# What to work on:
The records below must be duplicated exactly, character for character.

# Record excerpts:
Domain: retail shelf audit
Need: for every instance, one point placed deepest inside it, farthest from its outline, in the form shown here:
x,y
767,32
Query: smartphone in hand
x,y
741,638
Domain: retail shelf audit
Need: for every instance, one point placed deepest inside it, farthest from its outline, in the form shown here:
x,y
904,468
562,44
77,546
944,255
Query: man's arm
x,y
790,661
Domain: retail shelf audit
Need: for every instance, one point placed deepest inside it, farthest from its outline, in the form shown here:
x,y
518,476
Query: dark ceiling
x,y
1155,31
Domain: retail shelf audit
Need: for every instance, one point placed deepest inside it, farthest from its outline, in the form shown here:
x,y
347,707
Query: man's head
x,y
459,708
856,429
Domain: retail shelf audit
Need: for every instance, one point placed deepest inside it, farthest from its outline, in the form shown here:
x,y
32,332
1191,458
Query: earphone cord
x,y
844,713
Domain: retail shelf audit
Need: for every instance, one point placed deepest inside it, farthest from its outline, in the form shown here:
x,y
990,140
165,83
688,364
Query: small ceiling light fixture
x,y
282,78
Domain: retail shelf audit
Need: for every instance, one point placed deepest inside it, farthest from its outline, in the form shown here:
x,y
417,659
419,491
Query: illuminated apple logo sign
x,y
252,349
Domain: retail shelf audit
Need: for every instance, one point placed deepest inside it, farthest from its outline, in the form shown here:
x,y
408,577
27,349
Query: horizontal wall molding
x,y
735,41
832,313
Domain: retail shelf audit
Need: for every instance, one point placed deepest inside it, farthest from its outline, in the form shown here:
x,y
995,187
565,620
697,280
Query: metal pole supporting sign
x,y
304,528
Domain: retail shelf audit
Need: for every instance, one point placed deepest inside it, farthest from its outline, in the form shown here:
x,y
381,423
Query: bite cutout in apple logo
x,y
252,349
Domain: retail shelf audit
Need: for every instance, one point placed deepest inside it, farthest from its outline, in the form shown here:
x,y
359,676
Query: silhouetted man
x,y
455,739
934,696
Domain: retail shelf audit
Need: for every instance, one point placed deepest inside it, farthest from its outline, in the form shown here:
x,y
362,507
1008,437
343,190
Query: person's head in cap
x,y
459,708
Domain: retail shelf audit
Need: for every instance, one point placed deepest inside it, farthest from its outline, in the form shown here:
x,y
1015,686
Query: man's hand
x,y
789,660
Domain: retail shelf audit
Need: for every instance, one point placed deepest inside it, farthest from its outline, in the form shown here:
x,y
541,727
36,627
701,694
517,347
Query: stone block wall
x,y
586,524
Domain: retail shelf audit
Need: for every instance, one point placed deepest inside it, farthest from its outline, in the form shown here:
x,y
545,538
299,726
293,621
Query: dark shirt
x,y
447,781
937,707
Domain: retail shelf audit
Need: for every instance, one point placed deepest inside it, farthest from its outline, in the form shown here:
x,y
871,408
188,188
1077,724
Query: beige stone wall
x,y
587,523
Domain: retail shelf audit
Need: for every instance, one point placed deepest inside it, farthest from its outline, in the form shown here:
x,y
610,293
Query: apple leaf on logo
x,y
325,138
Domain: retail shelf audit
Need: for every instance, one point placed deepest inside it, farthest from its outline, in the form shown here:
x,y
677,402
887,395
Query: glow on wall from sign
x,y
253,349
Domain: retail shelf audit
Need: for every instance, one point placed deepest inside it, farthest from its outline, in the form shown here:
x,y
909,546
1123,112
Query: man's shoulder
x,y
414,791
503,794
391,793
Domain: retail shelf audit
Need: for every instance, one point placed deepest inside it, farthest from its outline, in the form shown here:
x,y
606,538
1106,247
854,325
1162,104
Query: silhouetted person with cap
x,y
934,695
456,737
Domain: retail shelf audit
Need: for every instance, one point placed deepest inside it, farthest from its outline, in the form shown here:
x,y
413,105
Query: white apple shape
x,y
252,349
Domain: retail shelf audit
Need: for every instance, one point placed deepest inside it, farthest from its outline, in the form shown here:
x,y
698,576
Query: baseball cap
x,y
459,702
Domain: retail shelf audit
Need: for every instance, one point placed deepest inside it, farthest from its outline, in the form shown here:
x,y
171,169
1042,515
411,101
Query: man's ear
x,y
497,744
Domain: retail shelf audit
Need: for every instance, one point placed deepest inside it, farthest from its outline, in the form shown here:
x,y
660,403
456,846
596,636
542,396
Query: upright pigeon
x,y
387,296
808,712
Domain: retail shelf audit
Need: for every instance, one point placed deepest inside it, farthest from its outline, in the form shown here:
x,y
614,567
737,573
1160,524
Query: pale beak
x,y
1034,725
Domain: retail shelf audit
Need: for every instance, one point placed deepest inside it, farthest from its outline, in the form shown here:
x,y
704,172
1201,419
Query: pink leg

# Response to this task:
Domain: retail shelf audit
Need: for every instance, one point placed deepest inside it, farthest from its outline, in the form shown here:
x,y
767,32
Query: smartphone in hand
x,y
741,638
Domain: retail shelf audit
Need: for every instance, one point placed deepest inside it, farthest from its outline, in the form shown here:
x,y
904,468
562,44
77,546
944,255
Query: man's arm
x,y
790,661
Domain: retail shelf audit
Need: for every instance, one point placed deepest inside it, farthest from its outline, in the form shown here:
x,y
518,476
Query: dark ceiling
x,y
1155,31
Domain: retail shelf audit
Need: for every instance, one point placed deepest inside it, farthest from its outline, in the form shown here:
x,y
347,707
Query: man's head
x,y
459,708
856,429
Domain: retail shelf audit
Need: for every instance, one point placed deepest inside it, farthest from its outline, in the form shown here:
x,y
32,332
1191,458
Query: earphone cord
x,y
844,713
Domain: retail shelf audit
Need: for every instance, one point placed deepest inside it, farthest from its outline, in the form shown here:
x,y
990,140
165,83
688,364
Query: small ceiling light fixture
x,y
282,78
Domain: retail shelf audit
Need: for every instance, one point placed deepest inside it, farthest from its outline, in the form shown here:
x,y
417,659
419,491
Query: illuminated apple logo sign
x,y
252,349
Domain: retail shelf audit
Need: for every instance, one point placed deepest inside it, farthest from its outline, in the form shown here:
x,y
408,577
27,349
Query: horizontal wall molding
x,y
735,41
832,313
Domain: retail shelf audit
Need: for every instance, one point placed deepest inside it, farthest from its outline, in the form shown here:
x,y
995,187
565,620
697,280
Query: metal pole supporting sign
x,y
304,528
Domain: retail shelf audit
Need: for every instance, one point placed deepest inside it, farthest from its outline, in the form shown here:
x,y
381,423
Query: bite cutout in apple logo
x,y
252,349
Domain: retail shelf audit
Need: for every instance, one point placed deepest inside it, farthest from its outline, in the form shown here:
x,y
359,676
Query: silhouetted man
x,y
455,739
934,696
Domain: retail shelf audit
Need: for every instance, one point placed deepest inside it, farthest from its outline, in the form shown here:
x,y
362,507
1008,437
343,190
Query: person's head in cap
x,y
459,708
Domain: retail shelf audit
Need: for every instance, one point placed deepest inside it, farthest from its outline, in the form shown here:
x,y
1015,686
Query: man's hand
x,y
789,660
Domain: retail shelf audit
Need: for every instance, one point placed deepest inside it, farthest from its outline, in the form shown here:
x,y
541,727
36,627
701,694
517,347
Query: stone block wall
x,y
586,524
Domain: retail shelf audit
Need: for every instance, one point placed deepest inside it, farthest from its outline, in the form shown here:
x,y
545,538
299,726
293,621
Query: dark shirt
x,y
447,781
937,707
Domain: retail shelf audit
Need: for every instance, one point placed deepest inside it, farthest from its outline, in the form shown here:
x,y
871,408
188,188
1077,724
Query: beige stone wall
x,y
587,523
Domain: retail shelf audit
Need: for every instance, one point placed deepest inside it, farthest from its outline, in the form shown here:
x,y
610,293
Query: apple leaf on logo
x,y
325,138
Domain: retail shelf audit
Need: for every instance, one point placed deepest inside it, farthest from its outline, in the form shown here:
x,y
677,402
887,395
Query: glow on wall from sign
x,y
253,349
Domain: retail shelf audit
Need: for every instance, one point placed deepest inside it, farthest from its outline, in the form shown here:
x,y
909,546
1123,112
Query: man's shoulder
x,y
414,791
503,794
391,793
Domain: retail shelf audit
Need: for every instance, one point placed deepest inside it, farthest from its outline, in the form shown here:
x,y
606,538
1106,247
854,325
1162,104
Query: silhouetted person with cap
x,y
934,695
456,737
Domain: retail shelf audit
Need: for every instance, one point placed deepest inside it, farthest from its outline, in the form shown here:
x,y
413,105
Query: white apple shape
x,y
252,349
Domain: retail shelf audit
Need: for every instance, one point placed deepest inside it, farthest from its outline, in the form shown here:
x,y
698,576
Query: baseball cap
x,y
459,702
Domain: retail shelf audit
Need: for every instance, one point placed deepest inside it, farthest from its outline, in the form shown here:
x,y
171,169
1042,515
411,101
Query: man's ear
x,y
497,744
Domain: retail shelf audit
Need: for every instance, one point placed deepest inside it, farthest from its outline, in the form shown here:
x,y
660,403
456,846
596,636
542,396
Query: upright pigeon
x,y
387,296
808,712
Domain: retail shelf audit
Need: for every instance, one point placed deepest inside it, farthest from its outline, in the form shown here:
x,y
614,567
737,573
1160,524
Query: pale beak
x,y
1034,725
Domain: retail shelf audit
Need: for every instance, one point placed deepest inside it, farthest from its outline, in the form shown here:
x,y
704,172
1201,419
Query: pink leg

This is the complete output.